[Point-based annotation data]

--------------------

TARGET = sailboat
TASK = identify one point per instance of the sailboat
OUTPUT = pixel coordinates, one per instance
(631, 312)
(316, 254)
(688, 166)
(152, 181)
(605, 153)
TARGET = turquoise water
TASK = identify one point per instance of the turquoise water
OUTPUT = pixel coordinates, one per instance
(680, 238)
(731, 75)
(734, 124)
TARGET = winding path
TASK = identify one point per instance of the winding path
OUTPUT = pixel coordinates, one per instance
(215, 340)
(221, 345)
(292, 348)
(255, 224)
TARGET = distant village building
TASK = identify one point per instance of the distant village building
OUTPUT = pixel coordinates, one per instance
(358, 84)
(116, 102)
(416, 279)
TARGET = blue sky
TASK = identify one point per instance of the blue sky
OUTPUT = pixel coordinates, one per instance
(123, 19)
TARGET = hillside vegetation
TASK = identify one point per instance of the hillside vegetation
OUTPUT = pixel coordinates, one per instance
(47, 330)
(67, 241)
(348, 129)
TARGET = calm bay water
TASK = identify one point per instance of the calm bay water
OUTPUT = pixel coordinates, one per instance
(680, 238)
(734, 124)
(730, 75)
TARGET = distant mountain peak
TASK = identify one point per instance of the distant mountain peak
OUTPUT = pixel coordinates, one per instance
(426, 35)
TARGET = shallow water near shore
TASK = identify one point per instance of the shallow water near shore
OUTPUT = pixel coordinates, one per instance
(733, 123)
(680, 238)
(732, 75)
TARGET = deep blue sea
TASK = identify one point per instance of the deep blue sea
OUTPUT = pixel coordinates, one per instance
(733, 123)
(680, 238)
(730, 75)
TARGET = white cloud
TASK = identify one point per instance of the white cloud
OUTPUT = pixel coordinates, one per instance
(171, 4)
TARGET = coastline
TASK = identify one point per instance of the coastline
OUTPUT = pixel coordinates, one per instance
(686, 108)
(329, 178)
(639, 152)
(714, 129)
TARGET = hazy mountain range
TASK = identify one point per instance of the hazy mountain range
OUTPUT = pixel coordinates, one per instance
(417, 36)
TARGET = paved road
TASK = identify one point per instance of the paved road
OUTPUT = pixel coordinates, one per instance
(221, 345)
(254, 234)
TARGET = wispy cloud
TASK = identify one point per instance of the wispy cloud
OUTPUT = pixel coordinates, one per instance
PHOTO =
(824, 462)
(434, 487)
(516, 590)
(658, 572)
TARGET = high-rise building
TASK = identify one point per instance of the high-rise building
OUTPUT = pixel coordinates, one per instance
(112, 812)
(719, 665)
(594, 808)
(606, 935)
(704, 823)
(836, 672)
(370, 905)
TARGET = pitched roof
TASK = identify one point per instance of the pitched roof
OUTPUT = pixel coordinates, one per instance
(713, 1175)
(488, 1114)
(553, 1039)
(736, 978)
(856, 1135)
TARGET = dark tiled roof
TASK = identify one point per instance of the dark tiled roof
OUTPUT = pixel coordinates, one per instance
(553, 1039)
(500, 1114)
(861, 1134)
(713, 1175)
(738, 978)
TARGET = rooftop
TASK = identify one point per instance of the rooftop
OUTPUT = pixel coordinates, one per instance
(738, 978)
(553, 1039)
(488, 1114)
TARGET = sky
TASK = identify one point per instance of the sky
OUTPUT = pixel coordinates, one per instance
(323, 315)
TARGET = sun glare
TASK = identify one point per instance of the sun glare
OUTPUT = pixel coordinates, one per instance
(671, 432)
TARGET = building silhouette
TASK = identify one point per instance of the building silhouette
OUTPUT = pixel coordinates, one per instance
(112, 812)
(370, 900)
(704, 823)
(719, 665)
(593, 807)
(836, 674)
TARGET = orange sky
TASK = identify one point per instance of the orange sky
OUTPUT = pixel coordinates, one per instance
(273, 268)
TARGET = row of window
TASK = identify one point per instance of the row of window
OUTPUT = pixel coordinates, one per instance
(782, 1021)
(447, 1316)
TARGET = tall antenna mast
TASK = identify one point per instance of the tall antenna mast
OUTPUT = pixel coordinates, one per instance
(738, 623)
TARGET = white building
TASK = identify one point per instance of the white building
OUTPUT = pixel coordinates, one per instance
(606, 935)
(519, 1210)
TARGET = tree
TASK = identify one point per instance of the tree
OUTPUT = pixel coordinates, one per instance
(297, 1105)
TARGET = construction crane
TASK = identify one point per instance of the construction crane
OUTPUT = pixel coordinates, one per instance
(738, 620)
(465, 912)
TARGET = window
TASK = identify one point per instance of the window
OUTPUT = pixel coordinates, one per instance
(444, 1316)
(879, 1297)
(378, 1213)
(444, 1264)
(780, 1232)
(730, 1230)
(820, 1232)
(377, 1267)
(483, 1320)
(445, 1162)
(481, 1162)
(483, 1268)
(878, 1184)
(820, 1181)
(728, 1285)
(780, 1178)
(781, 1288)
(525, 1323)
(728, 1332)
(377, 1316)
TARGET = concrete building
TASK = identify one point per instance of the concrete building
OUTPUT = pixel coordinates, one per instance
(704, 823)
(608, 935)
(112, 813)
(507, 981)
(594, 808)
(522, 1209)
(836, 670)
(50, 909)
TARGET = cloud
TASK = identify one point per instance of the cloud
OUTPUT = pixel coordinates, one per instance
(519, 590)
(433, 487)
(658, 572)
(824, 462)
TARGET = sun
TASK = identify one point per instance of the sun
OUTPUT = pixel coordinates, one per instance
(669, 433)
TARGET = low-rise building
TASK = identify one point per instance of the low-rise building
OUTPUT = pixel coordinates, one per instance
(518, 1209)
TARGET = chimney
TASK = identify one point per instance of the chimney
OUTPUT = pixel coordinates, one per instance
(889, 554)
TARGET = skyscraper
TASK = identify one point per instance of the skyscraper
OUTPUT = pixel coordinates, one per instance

--------------------

__Objective__
Set down every item above again, line for line, with nothing changed.

__Complete answer__
TARGET = sailboat
TASK = identify one point per instance of the sailboat
OUTPUT = pixel coordinates, one per instance
(631, 312)
(316, 254)
(688, 166)
(152, 181)
(605, 153)
TARGET = turquoise water
TASK = identify one point per instance of the turquoise water
OUTPUT = pixel coordinates, one per instance
(680, 238)
(731, 75)
(734, 124)
TARGET = winding path
TASK = identify one point per instance of the winding path
OUTPUT = pixel coordinates, one per instance
(215, 340)
(221, 345)
(292, 348)
(255, 224)
TARGET = distant village building
TASK = identify one point per instance of the distant village building
OUTPUT = pixel coordinates, one per instance
(358, 84)
(116, 102)
(416, 279)
TARGET = blue sky
TASK = identify one point per instance of the blue sky
OUTPUT = pixel coordinates, one per instance
(123, 19)
TARGET = hillside vegetation
TASK = identify one point per instance of the hillside vegetation
OUTPUT = pixel coordinates, one per instance
(47, 330)
(67, 241)
(348, 129)
TARGET = calm bay water
TASK = identify one point per instance of the calm bay water
OUTPUT = pixel coordinates, one per instance
(680, 238)
(734, 124)
(730, 75)
TARGET = distant mountain peak
TASK = identify one point per instance of the distant mountain peak
OUTPUT = pixel coordinates, one per instance
(426, 35)
TARGET = shallow water near shore
TASK = identify one point per instance of the shallow water near shore
OUTPUT = pixel coordinates, one per instance
(733, 123)
(680, 238)
(732, 75)
TARGET = deep blue sea
TASK = identify one point per instance of the deep blue sea
OUTPUT = pixel coordinates, one per instance
(733, 123)
(680, 238)
(730, 75)
TARGET = white cloud
TASK = identify one point per instance of the white cloud
OUTPUT = pixel coordinates, one per instance
(171, 4)
TARGET = coastline
TASK = identify one point per instance of the coastline
OUTPUT = pixel coordinates, one per instance
(686, 108)
(329, 178)
(639, 152)
(714, 129)
TARGET = hazy mountain range
TASK = identify one point per instance of the hazy mountain range
OUTPUT = pixel coordinates, one per instance
(417, 36)
TARGET = paved road
TASK = identify one point per instance of the paved road
OUTPUT = pixel coordinates, one per instance
(221, 345)
(254, 234)
TARGET = wispy cloud
TASK = identify one point per instance of the wispy cloud
OUTPUT = pixel coordinates, one per instance
PHOTO =
(824, 462)
(434, 487)
(516, 590)
(658, 572)
TARGET = high-rise building
TASK = identify one point per instance of the high-rise building
OUTPUT = pixel coordinates, one per instance
(112, 812)
(719, 665)
(594, 808)
(606, 935)
(704, 823)
(836, 672)
(370, 905)
TARGET = pitched roof
TASK = identify one point per instance of the pitched roof
OUTPUT = pixel coordinates, one per instance
(713, 1175)
(488, 1114)
(553, 1039)
(736, 978)
(856, 1135)
TARGET = dark tiled roof
TASK = identify one point per instance of the dark tiled roof
OUTPUT = pixel coordinates, one per instance
(553, 1039)
(500, 1114)
(861, 1134)
(713, 1175)
(738, 978)
TARGET = rooftop
TASK = identify one point per instance of the rooftop
OUTPUT = pixel coordinates, one per instance
(738, 978)
(553, 1039)
(488, 1114)
TARGET = sky
TASK = identify one point per instance of the sky
OUTPUT = pixel coordinates, one per instance
(323, 315)
TARGET = sun glare
TASK = identify one point per instance of the sun glare
OUTPUT = pixel coordinates, one per instance
(671, 432)
TARGET = building silhouette
TASK = identify one point per instance of the building silhouette
OUTPUT = pixel coordinates, one per instance
(112, 812)
(370, 900)
(704, 823)
(719, 665)
(593, 807)
(836, 674)
TARGET = orange sky
TASK = identify one point per instance of the orange sky
OUTPUT = pixel coordinates, one per instance
(273, 268)
TARGET = row of window
TASK = identify one point per instance of the row of window
OUTPUT = pixel coordinates, one per instance
(782, 1021)
(447, 1316)
TARGET = tall antenna mast
TASK = identify one point per instance of the tall antenna mast
OUTPUT = pixel coordinates, one per instance
(738, 623)
TARGET = white building
TASK = identify one point per instance of the white building
OUTPUT = pixel coordinates, one per instance
(606, 935)
(519, 1210)
TARGET = tree
TASK = identify one point per instance of the tree
OUTPUT = pixel coordinates, one per instance
(297, 1105)
TARGET = construction crane
TASK = identify one point per instance of the construction crane
OUTPUT = pixel coordinates, one per instance
(738, 620)
(465, 912)
TARGET = window
TASK = identify one point per instance of the window
OUTPUT = pixel coordinates, one per instance
(444, 1316)
(879, 1297)
(378, 1213)
(444, 1264)
(780, 1232)
(730, 1230)
(820, 1232)
(377, 1267)
(483, 1320)
(445, 1162)
(481, 1162)
(483, 1268)
(878, 1184)
(820, 1181)
(728, 1285)
(780, 1178)
(781, 1288)
(525, 1323)
(728, 1332)
(377, 1316)
TARGET = concrete building
TASK = identify one point per instance of the concrete building
OUTPUT = pixel coordinates, one per instance
(704, 823)
(608, 935)
(112, 813)
(507, 981)
(594, 808)
(522, 1209)
(836, 670)
(50, 909)
TARGET = cloud
TASK = identify one point per instance of the cloud
OUTPUT = pixel coordinates, one per instance
(519, 590)
(433, 487)
(658, 572)
(824, 462)
TARGET = sun
TASK = identify one point per instance of the sun
OUTPUT = pixel coordinates, one per instance
(669, 433)
TARGET = low-rise building
TASK = identify one point per instance of the low-rise building
OUTPUT = pixel coordinates, one per instance
(518, 1209)
TARGET = chimney
TASK = identify one point per instance of the chimney
OUTPUT = pixel coordinates, one per instance
(889, 554)
TARGET = skyscraper
TASK = identify one point per instance of the skyscraper
OUTPUT = pixel coordinates, one per instance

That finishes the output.